_Document passage_:
┄┄┄┄┄┄┄┄┄┄
Just for the record, guess we may try to find (by recording
information in early phase) the correct/bijection candidate in
computing the iv in debuginfo in the future, then those checks would
be unnecessary.

Thanks,
bin
> +
> +  var = var_at_stmt (loop, cand, at);
> +
> +  if (POINTER_TYPE_P (ctype))
> +    {
> +      ctype = unsigned_type_for (ctype);
> +      cbase = fold_convert (ctype, cbase);
> +      cstep = fold_convert (ctype, cstep);
> +      var = fold_convert (ctype, var);
> +    }
> +
> +  ubase = unshare_expr (ubase);
> +  cbase = unshare_expr (cbase);
> +  if (stmt_after_increment (loop, cand, at))
> +    var = fold_build2 (MINUS_EXPR, TREE_TYPE (var), var,
> +                      unshare_expr (cstep));
> +
> +  var = fold_build2 (MINUS_EXPR, TREE_TYPE (var), var, cbase);
> +  var = fold_build2 (EXACT_DIV_EXPR, TREE_TYPE (var), var,
> +                    wide_int_to_tree (TREE_TYPE (var), rat));
> +  if (POINTER_TYPE_P (utype))
> +    {
> +      var = fold_convert (sizetype, var);
> +      if (neg_p)
> +       var = fold_build1 (NEGATE_EXPR, sizetype, var);
> +      var = fold_build2 (POINTER_PLUS_EXPR, utype, ubase, var);
> +    }
> +  else
> +    {
> +      var = fold_convert (utype, var);
> +      var = fold_build2 (neg_p ? MINUS_EXPR : PLUS_EXPR, utype,
> +                        ubase, var);
> +    }
> +  return var;
> +}
> +
>  /* Adjust the cost COST for being in loop setup rather than loop body.
>     If we're optimizing for space, the loop setup overhead is constant;
>     if we're optimizing for speed, amortize it over the per-iteration cost.
┄┄┄┄┄┄┄┄┄┄
_Given information_:

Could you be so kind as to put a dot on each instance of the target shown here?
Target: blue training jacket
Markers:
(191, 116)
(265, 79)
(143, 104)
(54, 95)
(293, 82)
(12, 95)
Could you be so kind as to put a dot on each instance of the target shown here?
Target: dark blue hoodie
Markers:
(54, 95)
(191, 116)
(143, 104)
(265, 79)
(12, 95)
┄┄┄┄┄┄┄┄┄┄
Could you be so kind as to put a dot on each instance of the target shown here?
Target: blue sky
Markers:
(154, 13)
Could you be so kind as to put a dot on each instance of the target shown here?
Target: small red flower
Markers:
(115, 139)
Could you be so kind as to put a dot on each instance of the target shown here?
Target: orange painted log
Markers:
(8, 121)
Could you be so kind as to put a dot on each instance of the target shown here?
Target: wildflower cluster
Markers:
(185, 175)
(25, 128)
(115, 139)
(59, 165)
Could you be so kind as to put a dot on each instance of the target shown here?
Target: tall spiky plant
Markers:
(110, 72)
┄┄┄┄┄┄┄┄┄┄
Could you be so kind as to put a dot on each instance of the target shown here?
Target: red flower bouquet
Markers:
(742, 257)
┄┄┄┄┄┄┄┄┄┄
_Short exercise 1_: Duplicate the stretch of the code-review excerpt from "Just for the" through "if (POINTER_TYPE_P (ctype))".
_Short exercise 2_: According to the code-review excerpt, what future approach would make those checks unnecessary?

_Problem solution 1_:
Just for the record, guess we may try to find (by recording
information in early phase) the correct/bijection candidate in
computing the iv in debuginfo in the future, then those checks would
be unnecessary.

Thanks,
bin
> +
> +  var = var_at_stmt (loop, cand, at);
> +
> +  if (POINTER_TYPE_P (ctype))

_Problem solution 2_: Finding the correct/bijection candidate by recording information in an early phase when computing the iv in debuginfo.